_EXERCISES TO COMPLETE_
- 1) List every desirable property of fail-pass pair datasets that the passage on defect datasets names.
- 2) Retype the passage on defect datasets between "Some hand-curated datasets" and "reproducibility is uncertain.", inclusive.

_DOCUMENT PASSAGE_
------------------------------------

There are several desirable properties of these datasets of fail-pass pairs. First, scale: enough data to attain statistical significance on tool evaluations. Second, diversity: enough variability in the data to control for factors such as project scale, maturity, domain, language, defect severity, age, etc., while still retaining enough sample size for sufficient experimental power. Third, realism: defects reflecting actual fixes made by real-world programmers to repair real mistakes. Fourth, currency: a continuously updated defect dataset, keeping up with changes in languages, platforms, libraries, software function, etc., so that tools can be evaluated on bugs of current interest and relevance. Finally, and most crucially, defect data should be durably reproducible: defect data preserved in a way that supports durable build and behavior reproduction, robust to inevitable changes to libraries, languages, compilers, related dependencies, and even the operating system.111While it is impossible to guarantee this in perpetuity, we would like to have some designed-in resistance to change.

Some hand-curated datasets (e.g., Siemens test suite [23], the SIR repository [21], Defects4J [24]) provide artifact collections to support controlled experimentation with program analysis and testing techniques. However, these collections are curated by hand, and are necessarily quite limited in scale and diversity; others incorporate small-sized student homeworks [25], which may not reflect development by professionals. Some of these repositories often rely on seeded faults; natural faults, from real programmers, would provide more realism. At time of creation, these are (or rather were) current. However, unless augmented through continuous and expensive manual labor, currency will erode. Finally, to the extent that they have dependencies on particular versions of libraries and operating systems, their future reproducibility is uncertain.

------------------------------------

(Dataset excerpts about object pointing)
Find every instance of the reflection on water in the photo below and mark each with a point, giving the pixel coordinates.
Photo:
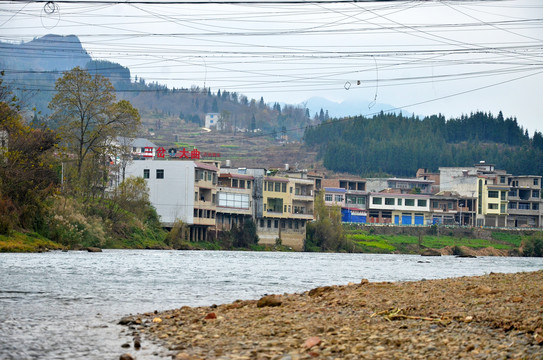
(63, 305)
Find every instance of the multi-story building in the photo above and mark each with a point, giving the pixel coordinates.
(524, 207)
(234, 200)
(181, 190)
(448, 209)
(403, 185)
(399, 209)
(351, 195)
(491, 201)
(287, 206)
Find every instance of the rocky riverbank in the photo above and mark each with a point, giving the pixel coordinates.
(497, 316)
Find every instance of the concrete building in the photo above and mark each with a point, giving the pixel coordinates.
(449, 208)
(180, 190)
(399, 209)
(524, 206)
(212, 121)
(403, 185)
(287, 206)
(235, 203)
(491, 202)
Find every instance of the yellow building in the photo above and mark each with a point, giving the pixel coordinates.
(491, 202)
(288, 205)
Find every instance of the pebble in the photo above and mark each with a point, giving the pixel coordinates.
(484, 317)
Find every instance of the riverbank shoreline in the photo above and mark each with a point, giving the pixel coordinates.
(491, 316)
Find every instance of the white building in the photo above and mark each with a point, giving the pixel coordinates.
(212, 120)
(171, 187)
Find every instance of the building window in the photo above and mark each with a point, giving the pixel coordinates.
(523, 206)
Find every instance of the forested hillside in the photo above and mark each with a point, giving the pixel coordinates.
(397, 145)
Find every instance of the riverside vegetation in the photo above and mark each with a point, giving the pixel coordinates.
(53, 188)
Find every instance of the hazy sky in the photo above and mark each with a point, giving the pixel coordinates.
(427, 57)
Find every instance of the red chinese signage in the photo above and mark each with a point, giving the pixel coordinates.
(193, 154)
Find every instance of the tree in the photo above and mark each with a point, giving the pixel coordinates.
(88, 115)
(27, 172)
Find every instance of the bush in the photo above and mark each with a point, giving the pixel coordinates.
(533, 246)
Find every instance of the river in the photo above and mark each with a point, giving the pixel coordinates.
(65, 305)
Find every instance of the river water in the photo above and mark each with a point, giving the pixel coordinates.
(65, 305)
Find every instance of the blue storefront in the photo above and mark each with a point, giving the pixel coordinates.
(353, 216)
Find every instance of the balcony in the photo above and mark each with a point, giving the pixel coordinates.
(303, 197)
(523, 212)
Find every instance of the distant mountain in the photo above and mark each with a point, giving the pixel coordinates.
(32, 68)
(349, 107)
(50, 52)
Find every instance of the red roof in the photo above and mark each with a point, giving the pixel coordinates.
(236, 176)
(206, 166)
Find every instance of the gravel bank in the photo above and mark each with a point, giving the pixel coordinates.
(496, 316)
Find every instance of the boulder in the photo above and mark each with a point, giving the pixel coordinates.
(270, 300)
(430, 252)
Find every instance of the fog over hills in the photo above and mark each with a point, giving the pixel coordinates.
(350, 107)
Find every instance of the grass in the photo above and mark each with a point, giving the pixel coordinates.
(409, 244)
(513, 239)
(26, 242)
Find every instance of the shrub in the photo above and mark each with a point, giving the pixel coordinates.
(533, 246)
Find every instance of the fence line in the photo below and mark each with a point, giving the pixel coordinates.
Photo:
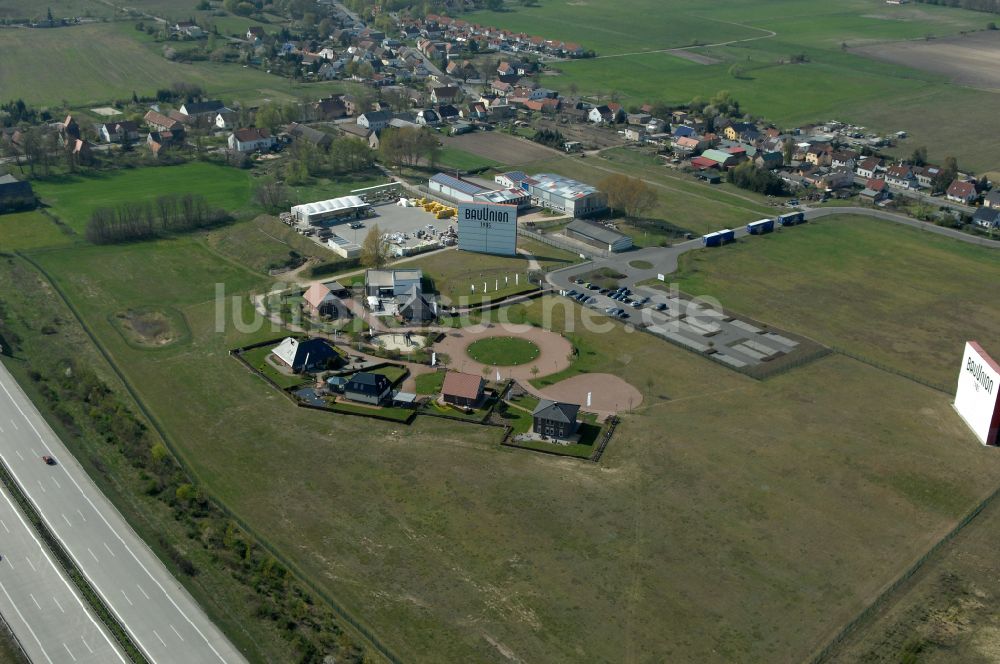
(877, 603)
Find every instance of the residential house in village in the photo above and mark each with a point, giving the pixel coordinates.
(901, 175)
(869, 167)
(961, 191)
(992, 199)
(119, 132)
(316, 137)
(251, 139)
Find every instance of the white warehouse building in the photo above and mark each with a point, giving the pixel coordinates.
(566, 195)
(330, 211)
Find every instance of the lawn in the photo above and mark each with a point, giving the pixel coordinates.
(30, 230)
(100, 62)
(714, 530)
(262, 243)
(459, 276)
(455, 159)
(430, 383)
(257, 357)
(73, 198)
(502, 351)
(837, 279)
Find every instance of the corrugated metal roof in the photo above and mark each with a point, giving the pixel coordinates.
(332, 205)
(457, 184)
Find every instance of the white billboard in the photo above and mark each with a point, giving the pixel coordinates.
(977, 398)
(489, 228)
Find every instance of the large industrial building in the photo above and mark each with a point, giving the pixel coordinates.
(462, 191)
(596, 235)
(566, 195)
(330, 211)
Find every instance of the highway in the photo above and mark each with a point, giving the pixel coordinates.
(163, 620)
(39, 602)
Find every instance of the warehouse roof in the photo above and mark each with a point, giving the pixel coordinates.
(596, 232)
(458, 184)
(332, 205)
(562, 186)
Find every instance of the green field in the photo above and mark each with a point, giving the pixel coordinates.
(740, 501)
(455, 159)
(502, 351)
(74, 197)
(836, 280)
(834, 83)
(30, 230)
(100, 62)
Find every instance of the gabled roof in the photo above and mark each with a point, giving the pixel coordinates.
(318, 294)
(463, 386)
(556, 411)
(961, 189)
(251, 134)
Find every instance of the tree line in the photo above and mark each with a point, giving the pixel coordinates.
(172, 213)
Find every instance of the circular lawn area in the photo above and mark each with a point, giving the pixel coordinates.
(502, 351)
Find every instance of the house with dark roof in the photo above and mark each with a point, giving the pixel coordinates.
(465, 390)
(118, 132)
(194, 109)
(301, 356)
(992, 199)
(962, 192)
(986, 217)
(366, 387)
(15, 194)
(251, 139)
(555, 419)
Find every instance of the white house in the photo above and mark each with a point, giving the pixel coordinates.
(428, 117)
(375, 120)
(251, 140)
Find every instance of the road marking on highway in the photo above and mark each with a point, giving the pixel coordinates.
(120, 539)
(62, 577)
(26, 624)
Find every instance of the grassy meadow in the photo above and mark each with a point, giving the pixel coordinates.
(751, 532)
(834, 83)
(99, 62)
(895, 295)
(73, 197)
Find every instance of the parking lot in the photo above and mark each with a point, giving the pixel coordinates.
(690, 323)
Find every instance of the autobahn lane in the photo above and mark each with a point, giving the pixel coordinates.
(163, 620)
(39, 603)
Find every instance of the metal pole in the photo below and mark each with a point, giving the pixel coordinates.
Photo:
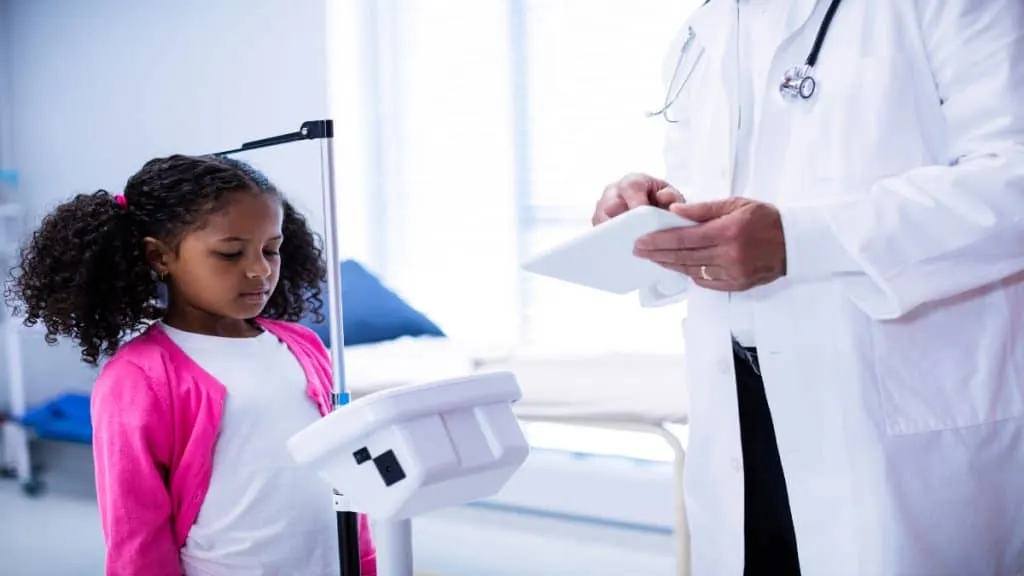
(394, 547)
(348, 526)
(348, 529)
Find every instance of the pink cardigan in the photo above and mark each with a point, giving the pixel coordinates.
(156, 415)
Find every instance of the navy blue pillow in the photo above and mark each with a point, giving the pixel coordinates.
(371, 313)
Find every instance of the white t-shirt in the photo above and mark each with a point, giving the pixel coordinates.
(760, 30)
(262, 515)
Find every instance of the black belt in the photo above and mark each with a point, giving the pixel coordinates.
(748, 355)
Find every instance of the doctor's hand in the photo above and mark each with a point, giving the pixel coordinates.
(632, 191)
(738, 244)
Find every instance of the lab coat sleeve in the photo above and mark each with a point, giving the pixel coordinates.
(669, 291)
(938, 231)
(131, 452)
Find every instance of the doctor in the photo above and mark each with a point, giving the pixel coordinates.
(855, 330)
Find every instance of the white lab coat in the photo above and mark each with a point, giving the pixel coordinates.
(893, 350)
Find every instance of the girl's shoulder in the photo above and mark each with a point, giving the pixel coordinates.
(135, 377)
(294, 333)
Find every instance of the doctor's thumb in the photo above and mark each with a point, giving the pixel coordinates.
(702, 211)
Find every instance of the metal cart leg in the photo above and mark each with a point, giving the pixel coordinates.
(15, 437)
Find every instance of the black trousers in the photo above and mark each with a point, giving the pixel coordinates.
(770, 541)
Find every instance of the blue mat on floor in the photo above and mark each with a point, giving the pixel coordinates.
(65, 418)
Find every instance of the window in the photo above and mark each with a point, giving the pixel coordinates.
(471, 134)
(592, 70)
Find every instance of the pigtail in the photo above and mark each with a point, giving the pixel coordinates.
(84, 276)
(303, 273)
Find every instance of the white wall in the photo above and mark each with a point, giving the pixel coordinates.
(97, 87)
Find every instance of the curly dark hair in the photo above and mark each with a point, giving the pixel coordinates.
(84, 273)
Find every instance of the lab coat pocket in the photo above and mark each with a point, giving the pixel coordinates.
(867, 120)
(933, 375)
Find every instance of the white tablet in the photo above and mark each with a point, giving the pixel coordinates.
(602, 257)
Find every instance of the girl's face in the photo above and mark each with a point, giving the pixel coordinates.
(225, 270)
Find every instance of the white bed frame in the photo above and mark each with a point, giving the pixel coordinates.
(681, 531)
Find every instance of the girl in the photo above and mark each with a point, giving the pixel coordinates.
(192, 415)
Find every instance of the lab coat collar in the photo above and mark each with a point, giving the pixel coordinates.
(800, 14)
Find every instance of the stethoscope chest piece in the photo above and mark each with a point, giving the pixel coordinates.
(799, 82)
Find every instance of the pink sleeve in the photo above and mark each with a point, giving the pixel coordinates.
(131, 449)
(368, 551)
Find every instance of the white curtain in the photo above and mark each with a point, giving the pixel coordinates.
(483, 132)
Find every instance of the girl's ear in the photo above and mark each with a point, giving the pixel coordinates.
(159, 255)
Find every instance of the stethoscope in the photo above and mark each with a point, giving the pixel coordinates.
(798, 82)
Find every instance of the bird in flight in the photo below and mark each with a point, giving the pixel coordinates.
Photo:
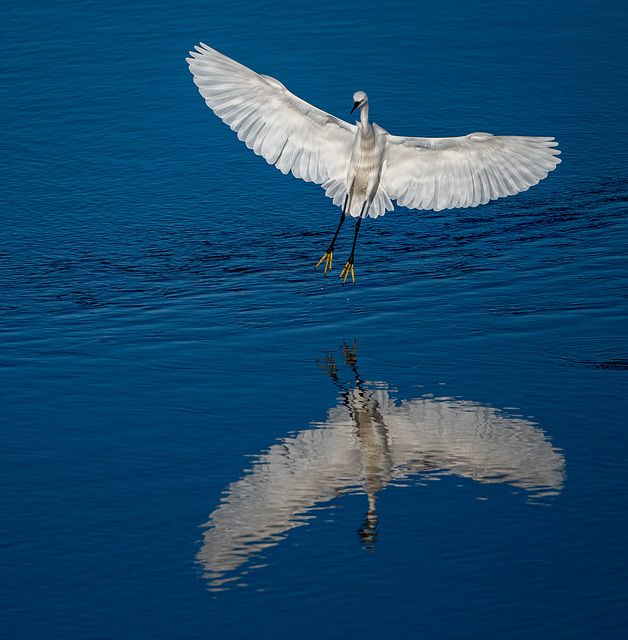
(361, 166)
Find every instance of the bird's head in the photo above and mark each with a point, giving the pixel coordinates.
(359, 100)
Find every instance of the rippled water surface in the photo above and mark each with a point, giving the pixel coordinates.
(203, 437)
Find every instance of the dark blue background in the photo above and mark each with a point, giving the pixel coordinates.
(161, 319)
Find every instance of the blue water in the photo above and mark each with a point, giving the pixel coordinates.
(202, 437)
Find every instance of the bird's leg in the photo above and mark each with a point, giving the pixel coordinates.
(349, 266)
(329, 254)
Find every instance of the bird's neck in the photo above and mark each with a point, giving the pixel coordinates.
(364, 116)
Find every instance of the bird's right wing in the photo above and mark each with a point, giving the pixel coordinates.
(286, 131)
(443, 173)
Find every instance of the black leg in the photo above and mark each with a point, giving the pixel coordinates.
(349, 266)
(330, 251)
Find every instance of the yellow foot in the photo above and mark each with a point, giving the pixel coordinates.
(328, 259)
(346, 271)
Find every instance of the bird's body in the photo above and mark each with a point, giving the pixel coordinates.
(361, 166)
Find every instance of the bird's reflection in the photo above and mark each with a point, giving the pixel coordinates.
(369, 440)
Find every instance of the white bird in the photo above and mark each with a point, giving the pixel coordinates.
(361, 166)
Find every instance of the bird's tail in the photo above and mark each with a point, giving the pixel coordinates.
(336, 189)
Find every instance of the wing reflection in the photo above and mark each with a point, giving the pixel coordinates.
(368, 441)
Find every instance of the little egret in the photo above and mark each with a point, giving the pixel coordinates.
(361, 166)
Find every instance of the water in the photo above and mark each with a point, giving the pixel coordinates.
(438, 451)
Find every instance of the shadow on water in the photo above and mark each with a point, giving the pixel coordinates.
(369, 441)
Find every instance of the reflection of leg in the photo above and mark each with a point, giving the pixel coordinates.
(329, 254)
(368, 531)
(349, 266)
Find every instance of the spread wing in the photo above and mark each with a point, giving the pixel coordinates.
(442, 173)
(286, 131)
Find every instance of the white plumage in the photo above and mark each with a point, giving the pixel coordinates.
(361, 166)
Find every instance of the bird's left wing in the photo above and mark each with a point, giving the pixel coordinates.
(443, 173)
(286, 131)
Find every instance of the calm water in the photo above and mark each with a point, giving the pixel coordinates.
(202, 437)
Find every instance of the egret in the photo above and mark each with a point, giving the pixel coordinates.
(361, 166)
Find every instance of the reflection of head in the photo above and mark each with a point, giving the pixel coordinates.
(369, 440)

------------------------------------

_RESULTS FOR EACH TASK_
- 1) Scale, diversity, realism, currency, and durable reproducibility.

- 2)
Some hand-curated datasets (e.g., Siemens test suite [23], the SIR repository [21], Defects4J [24]) provide artifact collections to support controlled experimentation with program analysis and testing techniques. However, these collections are curated by hand, and are necessarily quite limited in scale and diversity; others incorporate small-sized student homeworks [25], which may not reflect development by professionals. Some of these repositories often rely on seeded faults; natural faults, from real programmers, would provide more realism. At time of creation, these are (or rather were) current. However, unless augmented through continuous and expensive manual labor, currency will erode. Finally, to the extent that they have dependencies on particular versions of libraries and operating systems, their future reproducibility is uncertain.